• _EXCERTO_
____

Foi como se, de repente, a Caixa de Pandora de Junji Ito se tivesse aberto. Depois de anos e anos sem qualquer livro publicado em Portugal, o autor japonês de mangá de terror viu dois dos seus livros chegarem às livrarias, ambos com o selo da Devir: a “Coleção de Contos Best of Best”, que reúne dez histórias com argumento e desenhos do autor, carregadas de humor negro e sempre a roer o osso de uma costela macabra (ler crítica); e este “Tomie 1” (Devir, 2023), o primeiro tomo de uma série sobre uma jovem imortal que leva os seus admiradores à loucura. Pelo meio, esteve também presente em “Terror na Montanha” (Sendai Editora), livro que reúne 5 contos de Jumpei Azumi, um deles ilustrado por Ito.

____

[Entradas retiradas de uma coleção]

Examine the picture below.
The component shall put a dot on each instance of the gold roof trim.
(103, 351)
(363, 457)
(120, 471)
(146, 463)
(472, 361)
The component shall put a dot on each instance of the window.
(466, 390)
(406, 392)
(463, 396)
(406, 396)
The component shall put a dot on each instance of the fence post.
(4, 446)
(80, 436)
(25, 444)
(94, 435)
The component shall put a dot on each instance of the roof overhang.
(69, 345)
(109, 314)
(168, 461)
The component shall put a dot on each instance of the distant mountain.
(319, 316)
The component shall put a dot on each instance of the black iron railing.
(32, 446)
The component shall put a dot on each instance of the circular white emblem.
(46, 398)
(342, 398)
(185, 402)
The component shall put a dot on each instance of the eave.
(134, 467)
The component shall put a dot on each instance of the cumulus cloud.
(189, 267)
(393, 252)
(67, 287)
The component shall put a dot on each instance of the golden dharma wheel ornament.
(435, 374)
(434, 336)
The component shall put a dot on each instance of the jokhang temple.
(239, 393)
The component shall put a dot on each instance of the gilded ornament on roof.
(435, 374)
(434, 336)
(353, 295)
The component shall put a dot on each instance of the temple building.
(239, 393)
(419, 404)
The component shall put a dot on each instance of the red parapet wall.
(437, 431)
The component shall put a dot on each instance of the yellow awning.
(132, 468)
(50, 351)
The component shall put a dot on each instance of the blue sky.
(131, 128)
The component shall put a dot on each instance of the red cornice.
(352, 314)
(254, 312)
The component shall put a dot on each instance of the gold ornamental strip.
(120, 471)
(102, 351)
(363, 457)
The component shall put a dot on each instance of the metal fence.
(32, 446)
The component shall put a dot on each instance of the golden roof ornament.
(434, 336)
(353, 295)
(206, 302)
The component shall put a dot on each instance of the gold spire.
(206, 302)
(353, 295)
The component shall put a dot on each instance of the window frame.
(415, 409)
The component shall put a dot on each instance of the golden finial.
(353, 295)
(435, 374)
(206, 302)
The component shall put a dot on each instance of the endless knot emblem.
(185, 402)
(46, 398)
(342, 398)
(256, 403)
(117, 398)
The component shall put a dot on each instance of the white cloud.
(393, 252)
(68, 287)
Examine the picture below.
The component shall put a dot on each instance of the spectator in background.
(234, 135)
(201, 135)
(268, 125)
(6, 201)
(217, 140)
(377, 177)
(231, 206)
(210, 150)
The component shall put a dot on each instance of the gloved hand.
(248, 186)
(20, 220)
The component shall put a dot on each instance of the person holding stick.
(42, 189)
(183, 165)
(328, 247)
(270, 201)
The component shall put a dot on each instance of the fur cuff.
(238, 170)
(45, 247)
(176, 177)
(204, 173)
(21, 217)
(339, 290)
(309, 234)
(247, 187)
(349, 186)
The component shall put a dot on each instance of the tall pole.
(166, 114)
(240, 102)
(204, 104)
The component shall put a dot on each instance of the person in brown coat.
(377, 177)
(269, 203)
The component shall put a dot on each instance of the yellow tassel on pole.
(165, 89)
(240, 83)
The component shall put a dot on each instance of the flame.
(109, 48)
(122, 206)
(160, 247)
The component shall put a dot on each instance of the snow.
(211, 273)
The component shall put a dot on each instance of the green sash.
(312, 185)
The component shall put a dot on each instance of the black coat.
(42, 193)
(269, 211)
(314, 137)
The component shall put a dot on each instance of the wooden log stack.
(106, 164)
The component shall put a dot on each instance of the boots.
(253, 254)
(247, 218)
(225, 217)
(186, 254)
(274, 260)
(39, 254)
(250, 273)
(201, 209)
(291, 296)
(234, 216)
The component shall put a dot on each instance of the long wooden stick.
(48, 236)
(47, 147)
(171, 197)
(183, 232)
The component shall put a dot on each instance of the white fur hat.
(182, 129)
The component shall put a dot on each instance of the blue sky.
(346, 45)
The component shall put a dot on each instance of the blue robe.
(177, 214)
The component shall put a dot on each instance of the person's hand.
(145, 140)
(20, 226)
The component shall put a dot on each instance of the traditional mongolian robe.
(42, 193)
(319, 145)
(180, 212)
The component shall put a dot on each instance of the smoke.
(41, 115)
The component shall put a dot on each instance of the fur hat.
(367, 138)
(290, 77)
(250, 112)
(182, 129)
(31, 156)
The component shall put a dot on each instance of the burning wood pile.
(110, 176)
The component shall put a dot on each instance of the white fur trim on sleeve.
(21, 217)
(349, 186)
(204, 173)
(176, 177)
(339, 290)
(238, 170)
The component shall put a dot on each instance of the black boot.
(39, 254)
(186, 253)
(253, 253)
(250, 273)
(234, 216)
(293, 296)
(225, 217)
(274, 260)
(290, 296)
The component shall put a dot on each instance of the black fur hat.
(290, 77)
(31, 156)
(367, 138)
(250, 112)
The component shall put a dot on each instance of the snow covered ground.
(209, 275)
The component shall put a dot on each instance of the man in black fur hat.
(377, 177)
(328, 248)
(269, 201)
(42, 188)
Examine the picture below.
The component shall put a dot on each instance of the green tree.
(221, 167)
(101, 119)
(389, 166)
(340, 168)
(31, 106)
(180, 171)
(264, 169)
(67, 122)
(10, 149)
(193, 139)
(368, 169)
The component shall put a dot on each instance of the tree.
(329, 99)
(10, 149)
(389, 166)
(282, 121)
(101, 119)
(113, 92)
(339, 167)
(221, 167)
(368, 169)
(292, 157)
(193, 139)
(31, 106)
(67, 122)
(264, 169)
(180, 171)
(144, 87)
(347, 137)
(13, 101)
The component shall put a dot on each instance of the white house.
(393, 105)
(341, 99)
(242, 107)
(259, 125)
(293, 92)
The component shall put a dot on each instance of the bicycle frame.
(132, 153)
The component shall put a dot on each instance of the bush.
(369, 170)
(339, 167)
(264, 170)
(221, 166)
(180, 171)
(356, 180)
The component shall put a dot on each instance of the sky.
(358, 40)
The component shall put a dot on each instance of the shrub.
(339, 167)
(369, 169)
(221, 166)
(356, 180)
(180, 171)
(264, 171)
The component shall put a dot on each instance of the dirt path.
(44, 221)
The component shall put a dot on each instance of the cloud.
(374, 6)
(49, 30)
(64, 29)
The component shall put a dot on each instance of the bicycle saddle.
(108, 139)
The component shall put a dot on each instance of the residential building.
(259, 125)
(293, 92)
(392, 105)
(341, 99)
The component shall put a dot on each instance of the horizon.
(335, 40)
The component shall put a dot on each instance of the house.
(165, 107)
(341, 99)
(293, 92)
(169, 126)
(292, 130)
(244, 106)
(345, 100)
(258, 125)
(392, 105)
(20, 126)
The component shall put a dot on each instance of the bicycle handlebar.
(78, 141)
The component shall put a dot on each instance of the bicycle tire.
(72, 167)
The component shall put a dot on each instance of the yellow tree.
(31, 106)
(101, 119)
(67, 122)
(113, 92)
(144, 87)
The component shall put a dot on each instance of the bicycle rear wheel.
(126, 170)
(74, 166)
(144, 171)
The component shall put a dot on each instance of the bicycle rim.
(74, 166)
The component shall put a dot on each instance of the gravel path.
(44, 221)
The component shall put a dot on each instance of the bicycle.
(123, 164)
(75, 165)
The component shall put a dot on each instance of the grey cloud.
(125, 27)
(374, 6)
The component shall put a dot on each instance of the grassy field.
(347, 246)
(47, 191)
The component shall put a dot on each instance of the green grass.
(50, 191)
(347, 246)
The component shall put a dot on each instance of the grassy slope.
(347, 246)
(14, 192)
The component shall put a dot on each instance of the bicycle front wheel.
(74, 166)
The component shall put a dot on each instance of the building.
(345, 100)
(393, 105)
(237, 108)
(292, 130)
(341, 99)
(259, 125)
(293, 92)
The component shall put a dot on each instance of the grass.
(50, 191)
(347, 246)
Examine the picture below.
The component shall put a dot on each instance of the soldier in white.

____

• _O QUE PRODUZIR_
Segundo o excerto sobre Junji Ito, com que selo chegaram às livrarias os dois livros do autor? Responda, por favor, numa só frase.

• _TAREFA CONCLUÍDA_
Os dois livros chegaram às livrarias com o selo da Devir.